- _STATED PROBLEM_: Give the lines from the start of the entries through the line that contains "[49,23,367,259]" as a numbered list, with blank lines left out. Leave the pictures out of the answer.

Source data:
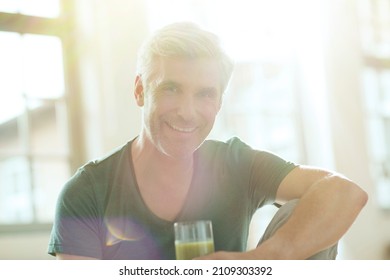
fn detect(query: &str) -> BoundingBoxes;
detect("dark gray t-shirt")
[48,138,296,260]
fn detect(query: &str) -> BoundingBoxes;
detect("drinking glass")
[174,220,214,260]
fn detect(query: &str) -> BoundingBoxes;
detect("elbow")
[336,176,368,211]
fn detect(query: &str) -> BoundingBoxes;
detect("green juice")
[175,240,214,260]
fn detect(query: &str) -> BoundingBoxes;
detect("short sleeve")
[48,169,102,258]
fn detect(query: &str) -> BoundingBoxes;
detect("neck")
[132,136,193,184]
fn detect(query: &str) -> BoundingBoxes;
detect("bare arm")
[198,167,367,259]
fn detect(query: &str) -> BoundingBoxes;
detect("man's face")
[138,58,222,158]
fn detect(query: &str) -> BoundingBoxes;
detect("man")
[49,23,367,259]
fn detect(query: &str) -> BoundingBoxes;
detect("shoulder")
[62,143,130,197]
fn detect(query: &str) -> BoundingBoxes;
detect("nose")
[177,94,197,121]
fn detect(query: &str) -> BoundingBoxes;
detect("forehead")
[154,57,221,90]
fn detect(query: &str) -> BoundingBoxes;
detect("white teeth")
[168,123,196,133]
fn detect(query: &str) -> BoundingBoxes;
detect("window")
[0,0,74,228]
[358,0,390,210]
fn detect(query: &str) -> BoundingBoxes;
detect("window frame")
[0,0,83,234]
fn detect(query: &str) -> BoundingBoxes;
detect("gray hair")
[137,22,234,92]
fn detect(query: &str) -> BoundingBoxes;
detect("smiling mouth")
[167,123,196,133]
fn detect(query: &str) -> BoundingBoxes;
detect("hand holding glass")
[174,221,214,260]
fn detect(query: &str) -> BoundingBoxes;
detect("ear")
[134,75,144,107]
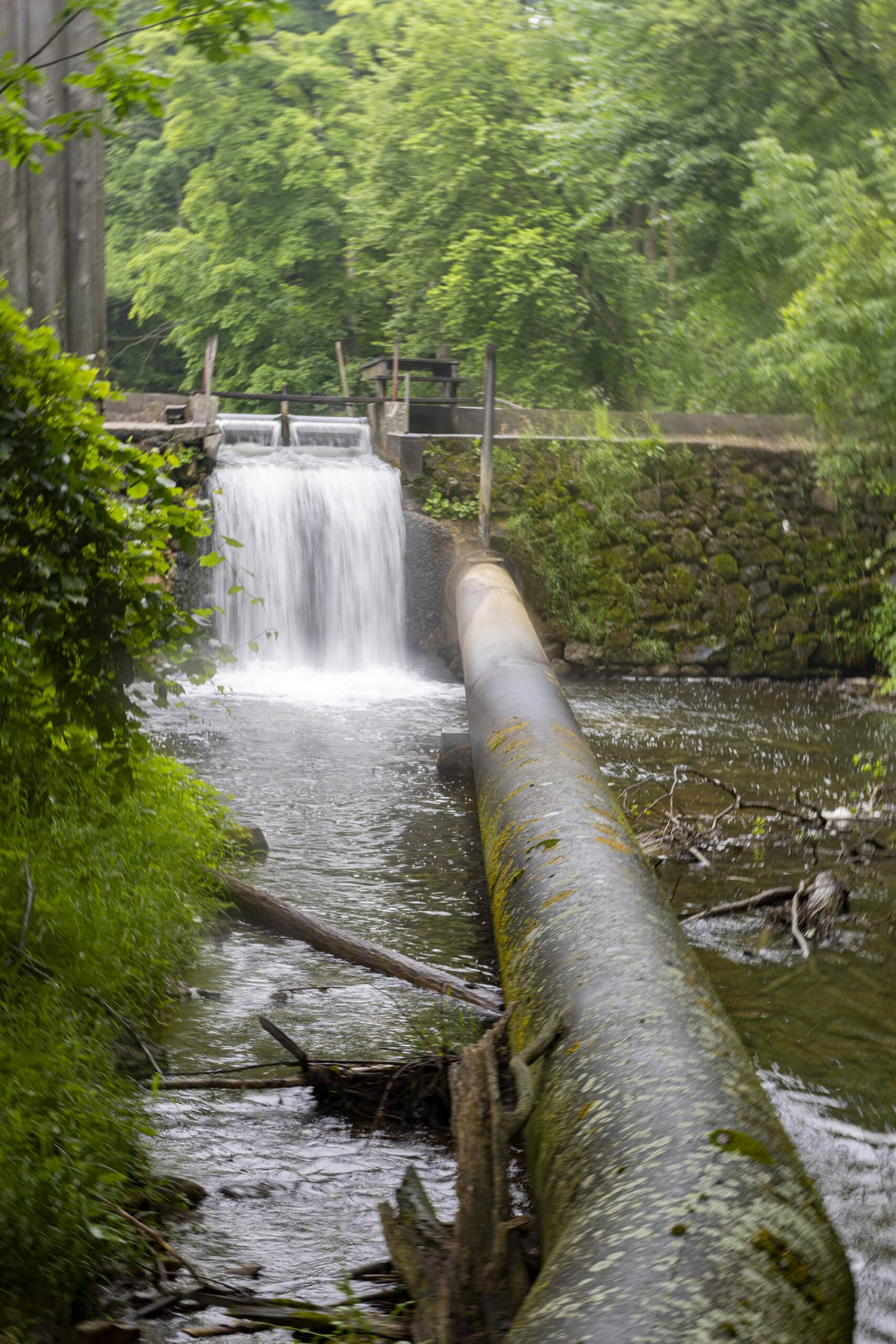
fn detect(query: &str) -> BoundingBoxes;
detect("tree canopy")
[101,0,896,410]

- _ANSWER FOR THIS EXERCISE_:
1. fn detect(query: &str) -> BoundingBoxes;
2. detect("dark gray t-shirt")
3. [48,138,296,260]
4. fn detect(query: &str) -> BoundingBoxes;
5. detect("drinking glass")
6. [174,220,214,260]
7. fn detect(query: &str) -> BoundingBoxes;
8. detect("elbow")
9. [336,176,368,211]
10. fn detect(query: &str) -> BoundingBoxes;
11. detect("green juice")
12. [175,240,214,260]
13. fn detect(query: &str) -> BoundingBoxes;
14. detect("short sleeve")
15. [48,169,102,258]
16. fn detect(query: &str) -> BoundingBoxes;
17. detect("neck")
18. [132,136,193,184]
19. fn detect(query: &str) -> BoundingBoxes;
20. detect("bare arm")
21. [198,167,367,259]
22. fn detect(query: &str) -> BoundingBoxes;
23. detect("man's face")
24. [138,58,222,158]
25. fn detect(query: &str) -> BoundingBoxes;
26. detect("man")
27. [49,23,367,259]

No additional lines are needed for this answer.